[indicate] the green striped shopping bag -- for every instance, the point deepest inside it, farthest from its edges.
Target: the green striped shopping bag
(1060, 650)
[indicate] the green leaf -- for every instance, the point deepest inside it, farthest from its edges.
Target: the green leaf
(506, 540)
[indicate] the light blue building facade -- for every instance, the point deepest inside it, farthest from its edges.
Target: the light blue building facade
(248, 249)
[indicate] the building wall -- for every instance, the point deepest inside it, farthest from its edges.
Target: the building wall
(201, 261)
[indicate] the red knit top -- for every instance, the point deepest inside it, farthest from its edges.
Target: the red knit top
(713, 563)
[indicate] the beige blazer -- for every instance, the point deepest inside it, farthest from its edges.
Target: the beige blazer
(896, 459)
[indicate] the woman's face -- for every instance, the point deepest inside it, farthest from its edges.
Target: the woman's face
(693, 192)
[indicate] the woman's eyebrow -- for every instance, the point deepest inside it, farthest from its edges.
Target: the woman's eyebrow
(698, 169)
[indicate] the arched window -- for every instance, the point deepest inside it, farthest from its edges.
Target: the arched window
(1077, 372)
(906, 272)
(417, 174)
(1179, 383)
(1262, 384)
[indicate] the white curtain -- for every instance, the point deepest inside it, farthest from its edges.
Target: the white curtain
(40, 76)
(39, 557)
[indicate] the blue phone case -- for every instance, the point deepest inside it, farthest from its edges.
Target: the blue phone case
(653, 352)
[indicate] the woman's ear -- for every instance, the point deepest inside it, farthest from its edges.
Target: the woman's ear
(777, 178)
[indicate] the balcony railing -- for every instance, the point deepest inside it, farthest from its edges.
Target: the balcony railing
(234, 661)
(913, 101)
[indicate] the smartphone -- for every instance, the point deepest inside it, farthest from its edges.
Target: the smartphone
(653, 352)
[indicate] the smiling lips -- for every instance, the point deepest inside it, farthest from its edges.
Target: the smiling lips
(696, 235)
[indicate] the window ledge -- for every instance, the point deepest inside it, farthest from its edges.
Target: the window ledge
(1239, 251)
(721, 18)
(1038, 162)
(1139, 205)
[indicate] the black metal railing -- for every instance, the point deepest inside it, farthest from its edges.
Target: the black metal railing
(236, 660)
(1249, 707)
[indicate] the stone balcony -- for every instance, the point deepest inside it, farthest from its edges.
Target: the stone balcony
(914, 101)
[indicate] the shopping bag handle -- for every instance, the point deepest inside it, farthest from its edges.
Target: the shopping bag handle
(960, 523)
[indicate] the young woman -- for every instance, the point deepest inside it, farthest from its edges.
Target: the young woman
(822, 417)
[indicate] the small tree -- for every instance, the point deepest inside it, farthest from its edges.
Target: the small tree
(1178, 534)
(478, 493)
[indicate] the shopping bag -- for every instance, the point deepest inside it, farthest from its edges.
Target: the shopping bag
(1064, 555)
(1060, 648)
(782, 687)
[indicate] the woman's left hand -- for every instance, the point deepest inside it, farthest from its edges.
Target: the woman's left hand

What you have to do | Set out all the records above as a Markdown table with two columns, No. and Entry, giving each line its own numbered row and skipping blank lines.

Result of this task |
| No. | Entry |
|---|---|
| 1 | [indicate] the green striped shopping bag -- for every instance, the point deepest inside it, farthest from its edges. |
| 2 | Target: the green striped shopping bag |
| 3 | (1060, 650) |
| 4 | [indicate] the green leaf -- for every instance, the point deepest inside it, farthest from its edges. |
| 5 | Target: the green leaf |
| 6 | (506, 540) |
| 7 | [indicate] the light blue building facade -- for every instance, the point deepest inside it, farthest from its edges. |
| 8 | Target: the light blue building facade |
| 9 | (248, 249) |
| 10 | [indicate] the building wall -- for every instance, the point deepest inside it, farthest from its edges. |
| 11 | Target: the building wall |
| 12 | (201, 261) |
| 13 | [indicate] the red knit top -- for every instance, the point deepest inside it, farthest from its edges. |
| 14 | Target: the red knit top |
| 15 | (713, 563) |
| 16 | [indicate] the beige blazer -- for every instance, the point deepest inside it, farthest from its edges. |
| 17 | Target: the beige blazer |
| 18 | (896, 459) |
| 19 | [indicate] the woman's face -- for every instance, the point deepest inside it, farthest from its edges. |
| 20 | Target: the woman's face |
| 21 | (693, 192) |
| 22 | [indicate] the woman's eyebrow -- for every instance, the point deepest inside it, farthest from its edges. |
| 23 | Target: the woman's eyebrow |
| 24 | (698, 169) |
| 25 | [indicate] the arched window -- for every instance, the point deepest inside it, farthest from its edges. |
| 26 | Target: the arched window |
| 27 | (1077, 372) |
| 28 | (906, 272) |
| 29 | (417, 174) |
| 30 | (1179, 383) |
| 31 | (1262, 384) |
| 32 | [indicate] the white curtain -- for every instance, the point deepest inside it, farthest from its edges. |
| 33 | Target: the white curtain |
| 34 | (40, 76) |
| 35 | (39, 557) |
| 36 | [indicate] the blue phone case -- for every instance, the point deepest inside it, farthest from its edges. |
| 37 | Target: the blue phone case |
| 38 | (653, 352) |
| 39 | [indicate] the woman's ear -- for every instance, the point deepest inside it, farthest from its edges. |
| 40 | Target: the woman's ear |
| 41 | (777, 178) |
| 42 | [indicate] the balcony railing -- for every instance, the point deepest inside it, farthest from its edges. |
| 43 | Target: the balcony railing |
| 44 | (234, 661) |
| 45 | (913, 101) |
| 46 | [indicate] the smartphone -- for every instance, the point deepest inside it, farthest from its edges. |
| 47 | Target: the smartphone |
| 48 | (653, 352) |
| 49 | [indicate] the smiling lips -- for every instance, the point deepest inside it, farthest from its edges. |
| 50 | Target: the smiling lips |
| 51 | (696, 235) |
| 52 | [indicate] the window ledge -- for every instance, the point deepest inside it, farthest from its edges. |
| 53 | Target: the window ledge |
| 54 | (1239, 251) |
| 55 | (721, 18) |
| 56 | (1038, 162) |
| 57 | (1139, 205) |
| 58 | [indicate] the black metal railing -- for every instance, the point deepest inside it, farthest from its edges. |
| 59 | Target: the black metal railing |
| 60 | (236, 660) |
| 61 | (1249, 707) |
| 62 | [indicate] the stone balcony -- for every instance, the point deepest inside it, farthest from its edges. |
| 63 | Target: the stone balcony |
| 64 | (914, 101) |
| 65 | [indicate] the shopping bag handle -- for every instance, the point deepest inside it, farthest from its edges. |
| 66 | Target: the shopping bag handle |
| 67 | (960, 523) |
| 68 | [indicate] the young woman -- for every instance, the point deepest inside it, farthest from its edges. |
| 69 | Target: the young woman |
| 70 | (822, 417) |
| 71 | [indicate] the small tree -- for every instance, the point deepest inside it, farthest from its edges. |
| 72 | Target: the small tree |
| 73 | (1178, 534) |
| 74 | (478, 493) |
| 75 | [indicate] the shopping bag -- for every instance, the point deepest inside it, farthest from its edges. |
| 76 | Target: the shopping bag |
| 77 | (1064, 555) |
| 78 | (1060, 648) |
| 79 | (782, 687) |
| 80 | [indicate] the woman's left hand -- for every instance, the point deepest inside it, farthest from its edges. |
| 81 | Target: the woman's left hand |